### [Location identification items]
━━━━━━━━━━━━━━━━

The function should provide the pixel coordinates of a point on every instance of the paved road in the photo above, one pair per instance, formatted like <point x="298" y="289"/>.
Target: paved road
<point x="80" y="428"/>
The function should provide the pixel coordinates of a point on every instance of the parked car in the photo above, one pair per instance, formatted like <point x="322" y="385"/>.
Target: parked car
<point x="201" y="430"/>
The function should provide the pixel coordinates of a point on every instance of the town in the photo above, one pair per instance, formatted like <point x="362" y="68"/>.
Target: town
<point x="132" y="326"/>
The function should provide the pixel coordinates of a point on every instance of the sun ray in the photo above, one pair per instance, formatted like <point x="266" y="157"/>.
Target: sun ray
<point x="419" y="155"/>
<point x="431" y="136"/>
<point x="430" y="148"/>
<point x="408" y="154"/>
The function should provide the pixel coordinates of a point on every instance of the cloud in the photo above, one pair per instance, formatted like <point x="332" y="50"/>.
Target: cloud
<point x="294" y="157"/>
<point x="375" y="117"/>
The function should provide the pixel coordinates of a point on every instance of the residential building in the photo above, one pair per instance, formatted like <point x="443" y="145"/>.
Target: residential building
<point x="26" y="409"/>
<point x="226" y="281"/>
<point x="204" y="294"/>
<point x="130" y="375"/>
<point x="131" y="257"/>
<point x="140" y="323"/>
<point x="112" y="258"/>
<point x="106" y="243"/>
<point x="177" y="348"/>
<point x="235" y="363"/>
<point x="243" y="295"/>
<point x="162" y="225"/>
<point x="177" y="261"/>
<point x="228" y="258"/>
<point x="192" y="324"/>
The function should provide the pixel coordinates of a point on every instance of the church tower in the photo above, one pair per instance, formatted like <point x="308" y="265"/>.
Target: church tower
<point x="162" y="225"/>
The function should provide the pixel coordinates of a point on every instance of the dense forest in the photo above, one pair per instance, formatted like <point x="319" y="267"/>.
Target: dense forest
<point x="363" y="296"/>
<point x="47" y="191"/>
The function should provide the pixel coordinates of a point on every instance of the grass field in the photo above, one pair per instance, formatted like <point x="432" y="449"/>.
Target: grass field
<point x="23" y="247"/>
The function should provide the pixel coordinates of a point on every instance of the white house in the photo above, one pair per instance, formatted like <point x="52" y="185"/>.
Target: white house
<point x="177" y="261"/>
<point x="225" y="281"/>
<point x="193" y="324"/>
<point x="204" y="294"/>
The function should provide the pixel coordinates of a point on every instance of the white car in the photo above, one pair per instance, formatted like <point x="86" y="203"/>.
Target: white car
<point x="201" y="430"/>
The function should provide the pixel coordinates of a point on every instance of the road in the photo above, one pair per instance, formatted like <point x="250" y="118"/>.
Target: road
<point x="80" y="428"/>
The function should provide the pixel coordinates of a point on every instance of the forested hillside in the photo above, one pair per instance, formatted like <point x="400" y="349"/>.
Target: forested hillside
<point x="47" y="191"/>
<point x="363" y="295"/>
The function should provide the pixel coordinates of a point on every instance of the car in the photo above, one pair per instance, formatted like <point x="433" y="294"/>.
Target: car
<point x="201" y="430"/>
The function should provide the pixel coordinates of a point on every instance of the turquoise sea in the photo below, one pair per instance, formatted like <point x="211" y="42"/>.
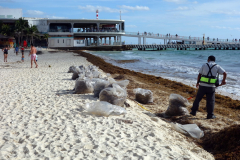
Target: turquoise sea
<point x="178" y="65"/>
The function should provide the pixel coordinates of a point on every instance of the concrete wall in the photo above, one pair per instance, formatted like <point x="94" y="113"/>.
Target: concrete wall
<point x="79" y="43"/>
<point x="41" y="24"/>
<point x="10" y="13"/>
<point x="60" y="42"/>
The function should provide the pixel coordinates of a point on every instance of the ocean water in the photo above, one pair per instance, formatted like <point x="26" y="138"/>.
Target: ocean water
<point x="178" y="65"/>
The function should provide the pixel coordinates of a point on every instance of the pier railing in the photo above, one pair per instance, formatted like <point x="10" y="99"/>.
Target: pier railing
<point x="177" y="37"/>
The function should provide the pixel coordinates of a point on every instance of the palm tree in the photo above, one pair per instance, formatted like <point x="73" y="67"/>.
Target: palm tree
<point x="20" y="27"/>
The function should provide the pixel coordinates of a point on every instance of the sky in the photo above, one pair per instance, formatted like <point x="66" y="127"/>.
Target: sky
<point x="216" y="19"/>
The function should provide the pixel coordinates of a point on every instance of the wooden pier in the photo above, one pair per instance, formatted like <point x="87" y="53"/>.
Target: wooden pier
<point x="186" y="47"/>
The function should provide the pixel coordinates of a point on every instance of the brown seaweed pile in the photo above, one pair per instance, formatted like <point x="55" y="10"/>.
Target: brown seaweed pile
<point x="109" y="68"/>
<point x="224" y="144"/>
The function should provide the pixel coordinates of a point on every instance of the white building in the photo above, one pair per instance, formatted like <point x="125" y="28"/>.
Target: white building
<point x="80" y="32"/>
<point x="10" y="13"/>
<point x="72" y="32"/>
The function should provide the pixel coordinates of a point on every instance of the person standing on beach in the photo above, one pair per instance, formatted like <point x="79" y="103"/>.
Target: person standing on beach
<point x="33" y="54"/>
<point x="5" y="53"/>
<point x="206" y="82"/>
<point x="16" y="50"/>
<point x="22" y="49"/>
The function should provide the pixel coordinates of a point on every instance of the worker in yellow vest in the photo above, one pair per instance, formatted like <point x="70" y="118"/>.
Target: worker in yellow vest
<point x="207" y="81"/>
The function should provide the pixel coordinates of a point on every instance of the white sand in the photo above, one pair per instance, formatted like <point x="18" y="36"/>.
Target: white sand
<point x="41" y="119"/>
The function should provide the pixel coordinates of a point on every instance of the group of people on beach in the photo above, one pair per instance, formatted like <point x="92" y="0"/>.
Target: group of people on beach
<point x="33" y="53"/>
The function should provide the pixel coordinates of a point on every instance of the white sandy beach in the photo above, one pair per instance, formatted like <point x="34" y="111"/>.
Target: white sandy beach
<point x="42" y="119"/>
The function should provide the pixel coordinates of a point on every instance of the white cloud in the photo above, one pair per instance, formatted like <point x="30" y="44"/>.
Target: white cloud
<point x="175" y="1"/>
<point x="229" y="28"/>
<point x="90" y="8"/>
<point x="35" y="12"/>
<point x="139" y="8"/>
<point x="131" y="26"/>
<point x="229" y="12"/>
<point x="55" y="17"/>
<point x="182" y="8"/>
<point x="123" y="8"/>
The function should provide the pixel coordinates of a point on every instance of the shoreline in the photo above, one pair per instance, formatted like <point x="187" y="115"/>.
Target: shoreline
<point x="42" y="119"/>
<point x="190" y="83"/>
<point x="226" y="99"/>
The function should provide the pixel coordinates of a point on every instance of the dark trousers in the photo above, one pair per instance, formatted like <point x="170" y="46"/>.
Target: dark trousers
<point x="210" y="94"/>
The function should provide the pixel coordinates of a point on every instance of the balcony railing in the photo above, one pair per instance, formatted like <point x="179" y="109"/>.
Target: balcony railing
<point x="86" y="30"/>
<point x="60" y="30"/>
<point x="98" y="30"/>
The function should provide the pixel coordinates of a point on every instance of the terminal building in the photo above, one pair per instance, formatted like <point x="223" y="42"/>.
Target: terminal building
<point x="72" y="32"/>
<point x="80" y="32"/>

━━━━━━━━━━━━━━━━

Make an exact copy of all entries above, dropping the images.

The function should provide the pixel coordinates of a point on every instance of the paved road in the photo above, one pair per instance, formatted like <point x="298" y="289"/>.
Target: paved road
<point x="80" y="428"/>
The function should provide the pixel coordinates of a point on every instance of the parked car in the photo above, one pair per instance, formatted like <point x="322" y="385"/>.
Target: parked car
<point x="201" y="430"/>
The function should provide the pixel coordinates of a point on every instance of the town in the photo above, one pair per instance, formatted like <point x="362" y="68"/>.
Target: town
<point x="132" y="326"/>
The function should provide the pixel coordinates of a point on every instance of the sun ray in the photo above, one pair per instance, formatted like <point x="266" y="157"/>.
Target: sun ray
<point x="419" y="155"/>
<point x="431" y="136"/>
<point x="430" y="148"/>
<point x="408" y="154"/>
The function should provide the pixel coordinates of a point on every instance of the cloud in the photo above, one pair per instance, formatted like <point x="332" y="50"/>.
Target: cloud
<point x="294" y="157"/>
<point x="375" y="117"/>
The function should provide the pixel coordinates of a point on every instance of the residential building in the photo above, one pair per instance, formatted like <point x="443" y="145"/>.
Target: residential building
<point x="26" y="409"/>
<point x="226" y="281"/>
<point x="204" y="294"/>
<point x="130" y="375"/>
<point x="131" y="257"/>
<point x="140" y="323"/>
<point x="112" y="258"/>
<point x="106" y="243"/>
<point x="177" y="348"/>
<point x="235" y="363"/>
<point x="243" y="295"/>
<point x="162" y="225"/>
<point x="177" y="261"/>
<point x="228" y="258"/>
<point x="192" y="324"/>
The function should provide the pixel coordinates of a point on every instance of the church tower in the photo above, one pair per instance, formatted like <point x="308" y="265"/>.
Target: church tower
<point x="162" y="225"/>
The function should provide the pixel coordinates of a point on every instance of the dense forest in the photo above, one pair per instance, formatted like <point x="319" y="267"/>.
Target: dense forest
<point x="363" y="296"/>
<point x="47" y="191"/>
The function should provide the pixel coordinates of a point on every instance of the grass field in the photo above, one pair per instance, formatted like <point x="432" y="449"/>.
Target: grass field
<point x="23" y="247"/>
The function should provide the pixel coordinates of a point on every instance of the white house in the photo above, one pair per instance, formatted like <point x="52" y="185"/>.
Target: white house
<point x="177" y="261"/>
<point x="225" y="281"/>
<point x="193" y="324"/>
<point x="204" y="294"/>
The function should provide the pixel coordinates of a point on every instance of the white car in the photo above, one pair per instance, formatted like <point x="86" y="203"/>.
Target: white car
<point x="201" y="430"/>
The function should provide the pixel coordinates of a point on every instance of the road in the photo above, one pair per instance, formatted like <point x="250" y="118"/>.
Target: road
<point x="80" y="428"/>
The function should provide the pixel coordinates of a point on every instance of the forested hillside in the photo above, one pair per instance, formatted like <point x="400" y="349"/>.
Target: forested hillside
<point x="47" y="191"/>
<point x="363" y="295"/>
The function should provide the pixel coordinates of a point on every instance of the car in the photo above, one pair per instance, formatted like <point x="433" y="294"/>.
Target: car
<point x="201" y="430"/>
The function should provide the pixel coordinates of a point on every instance of the turquoise sea in the photo below, one pair per instance, formatted like <point x="211" y="42"/>.
Target: turquoise sea
<point x="178" y="65"/>
The function should provide the pixel coordinates of a point on every instance of the concrete wall in the photo above, one pair per instance, formatted like <point x="94" y="113"/>.
Target: concrete wall
<point x="79" y="43"/>
<point x="41" y="24"/>
<point x="10" y="13"/>
<point x="60" y="42"/>
The function should provide the pixel coordinates of a point on every instance of the ocean water in the photo above, one pair per instance, formatted like <point x="26" y="138"/>.
Target: ocean water
<point x="178" y="65"/>
The function should provide the pixel coordinates of a point on every instance of the pier railing in the photo above, one pair per instance, formatted like <point x="10" y="99"/>.
Target: pier railing
<point x="177" y="37"/>
The function should provide the pixel coordinates of a point on every instance of the palm tree in the photo above, one pair per instance, formatted like <point x="73" y="67"/>.
Target: palm tree
<point x="20" y="27"/>
The function should provide the pixel coordinates of a point on every instance of the sky in the photo above, one pair per instance, formatted like <point x="66" y="127"/>.
Target: sky
<point x="216" y="19"/>
The function should provide the pixel coordinates of a point on every instance of the wooden pier in the photo above, one pair per instance, formatted like <point x="87" y="53"/>.
Target: wooden pier
<point x="186" y="47"/>
The function should provide the pixel coordinates of a point on every instance of the brown seaweed pile in the photo above, one pair per instance, formatted like <point x="55" y="10"/>.
Target: brown seaweed pile
<point x="109" y="68"/>
<point x="224" y="144"/>
The function should provide the pixel coordinates of a point on every instance of the white building in the photo above, one pair per instance, formatted like <point x="125" y="28"/>.
Target: white building
<point x="80" y="32"/>
<point x="10" y="13"/>
<point x="72" y="32"/>
The function should provide the pixel coordinates of a point on every instance of the person standing on beach in the photo above, one pair per instance, formatted like <point x="79" y="103"/>.
Target: person standing on beach
<point x="33" y="54"/>
<point x="5" y="53"/>
<point x="206" y="82"/>
<point x="16" y="50"/>
<point x="22" y="49"/>
The function should provide the pixel coordinates of a point on every instance of the worker in yellow vest in the photo above, one pair per instance, formatted like <point x="70" y="118"/>.
Target: worker in yellow vest
<point x="207" y="81"/>
The function should provide the pixel coordinates of a point on every instance of the white sand in the photo above, one pair per instance, formatted like <point x="18" y="36"/>.
Target: white sand
<point x="41" y="119"/>
The function should provide the pixel coordinates of a point on every instance of the group of people on beach in the photo above, one pair per instance, formatted like <point x="92" y="0"/>.
Target: group of people on beach
<point x="33" y="53"/>
The function should provide the pixel coordinates of a point on every instance of the white sandy beach in the photo above, one pair per instance, formatted like <point x="34" y="111"/>.
Target: white sandy beach
<point x="42" y="119"/>
The function should provide the pixel coordinates of a point on every instance of the white cloud in the photo above, one pair per instance, formatted like <point x="30" y="44"/>.
Target: white cloud
<point x="175" y="1"/>
<point x="229" y="28"/>
<point x="90" y="8"/>
<point x="35" y="12"/>
<point x="139" y="8"/>
<point x="131" y="26"/>
<point x="229" y="12"/>
<point x="55" y="17"/>
<point x="182" y="8"/>
<point x="123" y="8"/>
The function should provide the pixel coordinates of a point on every instance of the shoreline in the photo above, one pair per instance, formatted like <point x="187" y="115"/>.
Target: shoreline
<point x="42" y="119"/>
<point x="190" y="83"/>
<point x="226" y="99"/>
The function should provide the pixel coordinates of a point on every instance of the dark trousers in the photo above, one pair per instance, formatted like <point x="170" y="46"/>.
Target: dark trousers
<point x="210" y="94"/>
The function should provide the pixel coordinates of a point on every instance of the balcony railing in the photo above, one pair per instance, formatted like <point x="179" y="109"/>.
Target: balcony railing
<point x="86" y="30"/>
<point x="60" y="30"/>
<point x="98" y="30"/>
The function should provide the pixel coordinates of a point on every instance of the terminal building in the photo above, one pair per instance, formatted like <point x="223" y="42"/>.
Target: terminal building
<point x="72" y="32"/>
<point x="80" y="32"/>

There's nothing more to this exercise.